- [PROBLEM]
Transcribe the records that follow exactly. Skip the pictures.

------------------------

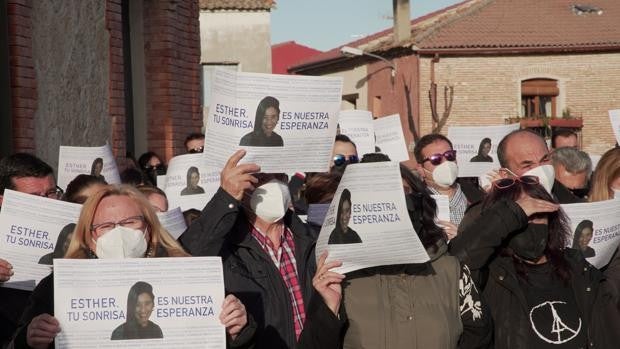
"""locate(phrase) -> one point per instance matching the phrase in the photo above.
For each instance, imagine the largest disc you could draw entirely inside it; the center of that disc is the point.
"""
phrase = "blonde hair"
(607, 169)
(159, 237)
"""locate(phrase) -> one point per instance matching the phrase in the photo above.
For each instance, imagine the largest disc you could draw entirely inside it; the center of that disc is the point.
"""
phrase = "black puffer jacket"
(595, 294)
(249, 272)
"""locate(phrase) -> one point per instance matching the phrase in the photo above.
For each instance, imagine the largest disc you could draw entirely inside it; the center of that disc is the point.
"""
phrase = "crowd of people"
(500, 273)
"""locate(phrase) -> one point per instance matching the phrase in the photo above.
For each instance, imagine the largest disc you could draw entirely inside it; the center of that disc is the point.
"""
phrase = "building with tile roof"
(503, 59)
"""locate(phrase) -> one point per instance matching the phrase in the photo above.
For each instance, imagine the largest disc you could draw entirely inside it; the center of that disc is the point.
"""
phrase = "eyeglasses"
(340, 159)
(196, 150)
(55, 193)
(505, 183)
(134, 222)
(435, 159)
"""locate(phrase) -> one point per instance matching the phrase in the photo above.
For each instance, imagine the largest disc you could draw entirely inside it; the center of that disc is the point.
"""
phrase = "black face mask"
(530, 244)
(580, 192)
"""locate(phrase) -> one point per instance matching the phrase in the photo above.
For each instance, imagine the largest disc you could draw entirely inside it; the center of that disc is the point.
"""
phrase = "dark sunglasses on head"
(505, 183)
(340, 159)
(435, 159)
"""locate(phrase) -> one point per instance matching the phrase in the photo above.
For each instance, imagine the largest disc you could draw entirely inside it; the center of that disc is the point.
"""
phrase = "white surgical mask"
(121, 242)
(445, 174)
(545, 174)
(270, 201)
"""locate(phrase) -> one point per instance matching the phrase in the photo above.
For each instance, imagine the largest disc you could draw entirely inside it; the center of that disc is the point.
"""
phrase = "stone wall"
(70, 53)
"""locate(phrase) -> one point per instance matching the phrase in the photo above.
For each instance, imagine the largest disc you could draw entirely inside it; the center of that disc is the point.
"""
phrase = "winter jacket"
(477, 245)
(430, 305)
(249, 273)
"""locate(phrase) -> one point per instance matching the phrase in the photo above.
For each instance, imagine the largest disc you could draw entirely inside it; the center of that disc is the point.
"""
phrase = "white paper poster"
(97, 161)
(358, 125)
(139, 303)
(287, 123)
(30, 229)
(443, 207)
(173, 221)
(476, 147)
(369, 225)
(614, 118)
(190, 182)
(390, 138)
(595, 228)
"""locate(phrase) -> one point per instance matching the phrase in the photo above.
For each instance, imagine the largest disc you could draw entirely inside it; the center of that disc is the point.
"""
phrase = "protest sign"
(358, 125)
(476, 147)
(139, 302)
(96, 161)
(30, 228)
(369, 225)
(595, 229)
(286, 123)
(443, 207)
(190, 182)
(173, 221)
(390, 138)
(614, 118)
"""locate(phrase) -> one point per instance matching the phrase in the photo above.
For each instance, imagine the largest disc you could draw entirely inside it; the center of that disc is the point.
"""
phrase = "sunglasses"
(505, 183)
(435, 159)
(340, 159)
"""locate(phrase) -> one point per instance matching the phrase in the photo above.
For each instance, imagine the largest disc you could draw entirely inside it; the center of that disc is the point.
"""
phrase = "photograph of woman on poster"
(342, 233)
(140, 304)
(267, 116)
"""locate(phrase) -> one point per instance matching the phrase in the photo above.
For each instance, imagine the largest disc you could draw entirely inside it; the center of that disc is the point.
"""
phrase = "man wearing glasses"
(27, 174)
(436, 164)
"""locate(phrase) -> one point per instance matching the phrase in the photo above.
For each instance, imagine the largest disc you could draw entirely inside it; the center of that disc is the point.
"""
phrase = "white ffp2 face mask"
(270, 201)
(545, 174)
(445, 174)
(121, 242)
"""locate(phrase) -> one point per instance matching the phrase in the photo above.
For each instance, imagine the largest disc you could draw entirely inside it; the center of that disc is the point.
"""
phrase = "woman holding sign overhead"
(267, 116)
(115, 222)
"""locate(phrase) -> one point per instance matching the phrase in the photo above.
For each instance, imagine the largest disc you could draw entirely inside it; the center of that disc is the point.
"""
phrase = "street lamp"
(352, 51)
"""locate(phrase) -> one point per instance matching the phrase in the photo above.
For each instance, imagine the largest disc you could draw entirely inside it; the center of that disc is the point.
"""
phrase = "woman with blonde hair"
(115, 222)
(606, 177)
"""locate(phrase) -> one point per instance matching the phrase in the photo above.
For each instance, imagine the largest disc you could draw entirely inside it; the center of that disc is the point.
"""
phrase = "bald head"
(522, 150)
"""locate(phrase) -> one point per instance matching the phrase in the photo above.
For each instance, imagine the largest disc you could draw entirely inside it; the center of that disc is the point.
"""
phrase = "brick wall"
(397, 95)
(172, 57)
(23, 77)
(487, 90)
(116, 97)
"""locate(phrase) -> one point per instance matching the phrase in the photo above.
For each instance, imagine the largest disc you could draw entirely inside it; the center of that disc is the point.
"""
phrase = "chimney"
(402, 25)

------------------------

- [ANSWER TO THIS TASK]
"""locate(phrase) -> one point per instance matching the phrase in the photo above.
For each instance, imagine the largest disc you could draw entirely inside it; the center of that disc is the point.
"""
phrase = "blonde hair"
(607, 169)
(159, 237)
"""locate(phrase) -> one point per instance matching the phrase in the photo above.
For each instance, imagine the largest disc you could draw entirely inside it; the center of that disc is the point.
"""
phrase = "black puffer jacket"
(595, 294)
(249, 272)
"""locate(phrase) -> one point per instance matching the phrase in the photo above.
For each instance, imagine the largest disc you could draw entirely inside it; the center of that disc is the point.
"""
phrase = "crowd of people"
(500, 273)
"""locate(phrase) -> one point per instance matching the phrase in the photo above.
For each instance, imagine the largest disc you could draw entirely inside it; the center of that disc is the point.
"""
phrase = "building with tile roof"
(503, 59)
"""locate(phrase) -> one point per instance matching the phrase in the photo above.
For each instance, imagine the largest disc you could draw entirely inside it; the center of that disc is the point.
"""
phrase = "eyeglasses"
(340, 159)
(196, 150)
(55, 193)
(505, 183)
(134, 222)
(435, 159)
"""locate(phrase) -> one point per instance matching the phrase in the photo above.
For each instance, imagine the largest disc you could draw entirely inside it; the center of that disc is the point.
"""
phrase = "black face mask"
(530, 244)
(580, 192)
"""locate(phrase) -> one point per instance matching the phrase in the photo above.
For each instance, imagine the largest disc you could draw entirely inside it; the center of that disc is the point.
"""
phrase = "dark sunglasses on head"
(505, 183)
(340, 159)
(435, 159)
"""locate(phrase) -> one point per instance matching the phrase in the photo above.
For each instance, imagine the largest disc you could draw entirely inside it; the center of that disc is the point.
"""
phrase = "white surgical mask"
(121, 242)
(445, 174)
(545, 174)
(270, 201)
"""locate(phrase) -> one point per instance matching the phrase in the photo above.
For each instance, imagine the largest disc you could draw entirely inside it; the center of that disc is the point.
"""
phrase = "stone wall"
(70, 53)
"""locate(phrase) -> one point per instance matching the phrase in the photo above.
For each instance, imagine the largest disc you could draw entirely inside it; the center of that disc is the point.
"""
phrase = "winter jacket"
(477, 245)
(430, 305)
(249, 273)
"""locate(phrase) -> one point per instance matching the phrase in the photo above.
For each instance, imagine the largest disc you could draw entirely inside it; the center of that disc is the point.
"""
phrase = "white paper poster"
(97, 161)
(358, 125)
(139, 303)
(287, 123)
(30, 229)
(443, 207)
(173, 221)
(476, 147)
(369, 225)
(614, 118)
(190, 182)
(390, 138)
(595, 228)
"""locate(phrase) -> one point per instance matching the phrase in the photo above.
For each instance, imagine the largest disc you could draw entirely inside it; the center of that disc is the point.
"""
phrase = "protest sign"
(358, 125)
(476, 147)
(139, 302)
(96, 161)
(30, 228)
(369, 225)
(595, 229)
(286, 123)
(443, 207)
(190, 182)
(173, 221)
(390, 138)
(614, 118)
"""locate(phrase) -> one point per instance matching the phrase in the photo above.
For each instance, imagine the largest disc you could draw entirely inside it; the center of that disc is the point.
"""
phrase = "sunglasses"
(505, 183)
(435, 159)
(340, 159)
"""locate(phrase) -> one point per instance matching the phrase in the photo above.
For each instance, imagine the largest disc you could draw entirely inside it; the center of that disc is the point.
"""
phrase = "photograph of woman on poster"
(342, 233)
(140, 304)
(267, 116)
"""locate(phrase) -> one point per instance matching the phrase in the photo above.
For each instance, imagine the largest disc you could draw entirely inside it; the center of that disc is the point.
"""
phrase = "man wearing glasses"
(27, 174)
(436, 164)
"""locate(phrase) -> one point per instance matching the phrase in the photo above.
For each instance, imagine the largest disc you could draw entirely inside it; the center of that disc is the point.
"""
phrase = "white ffp2 face mask"
(270, 201)
(545, 174)
(445, 174)
(121, 242)
"""locate(phrase) -> one point per instance matching the phrase in the photo above.
For each instance, imagine the largest disc you could draw entirely inside it; the center of that disc is the point.
"""
phrase = "woman holding sign overhead"
(267, 116)
(115, 222)
"""locate(phrase) -> one point per instance matching the phrase in the photo above.
For each instance, imagine the largest disc you could draw entirely inside it; the center of that disc is the point.
"""
phrase = "street lamp"
(352, 51)
"""locate(phrase) -> one point per instance matching the phrase in the photo above.
For each instance, imagine the largest disc you could draw entirely inside it; the center of that disc is the point.
"""
phrase = "woman with blonde hair"
(115, 222)
(606, 177)
"""locate(phrase) -> one point per instance matching the phrase in the photo above.
For each instance, imagine the largest disc you could draw entirely inside it; the center of that disc is the point.
"""
phrase = "bald head"
(522, 150)
"""locate(phrase) -> one point per instance matching the phrase in the photo above.
For each instance, imagine the largest disc you could draw entirely inside it; the center of that disc is the point.
"""
phrase = "brick wall"
(397, 95)
(172, 57)
(23, 77)
(487, 90)
(116, 97)
"""locate(phrase) -> one point per instance matching the phrase in the photo above.
For each instance, imagine the largest disc you could draw entirely inside it; the center of that disc is the point.
"""
phrase = "chimney"
(402, 25)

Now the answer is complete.